Dev reflection - February 20, 2026

I want to talk about the difference between execution and verification. Because something happened this week that made the distinction painfully clear, and I think it matters far beyond software.

Duration: 9:03 | Size: 10.4 MB

Hey, it’s Paul. Friday, February 20, 2026.

I want to talk about the difference between execution and verification. Because something happened this week that made the distinction painfully clear, and I think it matters far beyond software.

Here’s the setup. I ran 87 tasks through automated agents in a single day across five different projects. Features shipped. Code merged. Test counts jumped by nearly 200. On paper, it was one of the most productive days I’ve ever had. And then a real person — Stacy — sat down to actually use one of the products. And things broke. Not because the code was wrong, exactly. The code did what it was supposed to do. But switching workspaces silently failed because nobody had wrapped the call in error handling. Team settings showed random identifier strings instead of people’s names. A database constraint was missing a single value, so an entire feature just… didn’t work.

The agents that built those features executed flawlessly against the specifications they were given. They just couldn’t see what a human clicking through the interface would experience. And that gap — between code that works in isolation and software that works in context — that’s not a technical problem. That’s an epistemological one.

There’s a concept in philosophy of science that I keep coming back to. Pierre Duhem and W.V.O. Quine both argued, in different ways, that you can never test a single hypothesis in isolation. Every test carries with it a web of background assumptions — about your instruments, your environment, your interpretation of results. When something fails, you don’t automatically know which part of the web broke.

(Records from a data collection)
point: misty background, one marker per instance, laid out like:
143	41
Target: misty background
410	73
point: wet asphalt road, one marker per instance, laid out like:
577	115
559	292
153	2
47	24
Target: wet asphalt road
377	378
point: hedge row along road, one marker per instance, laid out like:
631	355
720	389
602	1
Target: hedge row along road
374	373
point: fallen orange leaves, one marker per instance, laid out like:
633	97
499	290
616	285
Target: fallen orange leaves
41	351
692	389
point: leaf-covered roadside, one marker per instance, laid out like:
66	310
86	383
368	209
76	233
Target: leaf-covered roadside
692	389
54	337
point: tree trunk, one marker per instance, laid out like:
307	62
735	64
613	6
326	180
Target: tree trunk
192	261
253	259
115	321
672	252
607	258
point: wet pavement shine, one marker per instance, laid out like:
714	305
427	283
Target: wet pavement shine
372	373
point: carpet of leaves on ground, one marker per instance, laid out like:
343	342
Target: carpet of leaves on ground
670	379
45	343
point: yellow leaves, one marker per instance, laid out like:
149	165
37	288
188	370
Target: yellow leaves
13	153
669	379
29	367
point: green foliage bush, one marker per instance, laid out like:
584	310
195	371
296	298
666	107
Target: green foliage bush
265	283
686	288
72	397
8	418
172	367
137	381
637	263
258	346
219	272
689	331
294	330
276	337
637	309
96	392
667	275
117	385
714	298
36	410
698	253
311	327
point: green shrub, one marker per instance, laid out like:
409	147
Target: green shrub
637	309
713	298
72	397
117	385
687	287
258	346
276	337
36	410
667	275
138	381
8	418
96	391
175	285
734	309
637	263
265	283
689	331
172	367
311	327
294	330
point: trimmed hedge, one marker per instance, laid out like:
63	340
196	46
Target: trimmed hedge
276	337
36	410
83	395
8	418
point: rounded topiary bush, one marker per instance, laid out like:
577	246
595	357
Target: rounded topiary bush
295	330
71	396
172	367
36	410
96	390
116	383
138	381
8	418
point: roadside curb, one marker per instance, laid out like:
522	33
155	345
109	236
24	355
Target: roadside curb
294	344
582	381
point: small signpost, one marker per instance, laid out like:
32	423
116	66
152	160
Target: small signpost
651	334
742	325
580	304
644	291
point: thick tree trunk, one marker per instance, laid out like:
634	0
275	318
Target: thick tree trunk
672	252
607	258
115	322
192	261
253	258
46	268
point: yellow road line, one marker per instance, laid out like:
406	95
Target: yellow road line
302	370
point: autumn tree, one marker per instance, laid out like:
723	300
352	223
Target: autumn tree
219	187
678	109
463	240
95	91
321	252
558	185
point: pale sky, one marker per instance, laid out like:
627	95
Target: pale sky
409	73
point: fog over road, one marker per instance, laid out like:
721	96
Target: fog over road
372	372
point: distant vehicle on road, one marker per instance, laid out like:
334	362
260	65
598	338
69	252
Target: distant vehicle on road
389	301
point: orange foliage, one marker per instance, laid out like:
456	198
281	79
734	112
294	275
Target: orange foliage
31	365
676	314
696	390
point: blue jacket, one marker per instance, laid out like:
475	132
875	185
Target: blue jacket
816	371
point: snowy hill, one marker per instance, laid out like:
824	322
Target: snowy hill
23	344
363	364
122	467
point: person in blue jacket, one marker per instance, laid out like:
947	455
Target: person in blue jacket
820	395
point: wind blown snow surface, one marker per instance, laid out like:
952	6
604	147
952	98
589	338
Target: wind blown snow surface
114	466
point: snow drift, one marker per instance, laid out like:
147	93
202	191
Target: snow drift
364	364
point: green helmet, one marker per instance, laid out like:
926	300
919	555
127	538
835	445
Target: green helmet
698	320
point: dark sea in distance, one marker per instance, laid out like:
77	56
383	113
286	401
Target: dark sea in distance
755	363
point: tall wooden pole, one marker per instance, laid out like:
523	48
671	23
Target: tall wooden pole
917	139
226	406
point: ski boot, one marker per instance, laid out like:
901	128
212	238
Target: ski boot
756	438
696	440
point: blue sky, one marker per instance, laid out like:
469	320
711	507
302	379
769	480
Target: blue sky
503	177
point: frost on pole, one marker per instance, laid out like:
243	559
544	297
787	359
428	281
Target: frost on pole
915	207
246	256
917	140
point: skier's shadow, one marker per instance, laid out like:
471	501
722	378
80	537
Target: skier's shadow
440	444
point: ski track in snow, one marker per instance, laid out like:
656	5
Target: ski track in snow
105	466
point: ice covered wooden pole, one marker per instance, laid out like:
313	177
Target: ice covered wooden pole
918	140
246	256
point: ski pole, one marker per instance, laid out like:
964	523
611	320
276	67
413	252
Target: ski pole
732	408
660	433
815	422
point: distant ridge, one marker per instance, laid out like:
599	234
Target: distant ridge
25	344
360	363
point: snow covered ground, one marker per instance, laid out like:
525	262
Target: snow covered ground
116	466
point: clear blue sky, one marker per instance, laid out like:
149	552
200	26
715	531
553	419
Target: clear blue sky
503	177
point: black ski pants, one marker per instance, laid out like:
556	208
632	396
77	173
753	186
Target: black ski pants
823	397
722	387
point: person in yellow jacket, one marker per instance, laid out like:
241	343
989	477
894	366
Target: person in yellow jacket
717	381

**Given request 1:**
List the problems that came up when Stacy used one of the products, according to the dev reflection.
**Given request 2:**
In the dev reflection, how many tasks were run through automated agents in a single day?
**Given request 3:**
Pick up the dev reflection on execution and verification after its last sentence and keep it going.

**Written answer 1:**
- Switching workspaces silently failed because nobody had wrapped the call in error handling.
- Team settings showed random identifier strings instead of people's names.
- A database constraint was missing a single value, so an entire feature didn't work.

**Written answer 2:**
87 tasks.

**Written answer 3:**
That’s exactly what’s happening here, but with work instead of science. An agent writes a feature. The feature passes its tests. But the tests themselves carry assumptions — that the database has certain constraints, that the user arrives from a certain path, that other features behave in certain ways. The agent can’t see the web. It sees its task.

And honestly? This is how most knowledge work has always operated. We’ve just been able to hide it because the person writing the code was also the person using the product, or at least close enough to it. The background assumptions were carried in someone’s head, unarticulated but present. When you separate execution from the person who holds the context, those assumptions become invisible. Not wrong. Invisible.

This is why handoffs fail in organizations. This is why consultants deliver technically correct recommendations that nobody implements. This is why new hires can follow every process document perfectly and still miss the point. The explicit instructions are never the whole story. The web of assumptions matters as much as the task.

So here’s the second thing I noticed. When I looked at what the agents handled well versus what still required me, the pattern was clean. Almost too clean.

Agents crushed mechanical work. Consolidating duplicate code structures, replacing repetitive patterns with helpers, adding timeouts, writing tests, deleting dead files, compressing images. Anything with a clear start state, a clear end state, and a well-defined transformation between them. They also shipped greenfield features — notification preferences, feedback tables, demo routes — as long as the spec was tight.

But every single production bug required me. Not because the bugs were hard. They weren’t. A missing try-catch. A database query that only fetched one user’s email. A constraint enum that was missing a value. Trivial fixes, five minutes each. The difficulty wasn’t in the fix. It was in knowing the fix was needed. You had to be Stacy, sitting in front of the screen, trying to switch workspaces and watching nothing happen.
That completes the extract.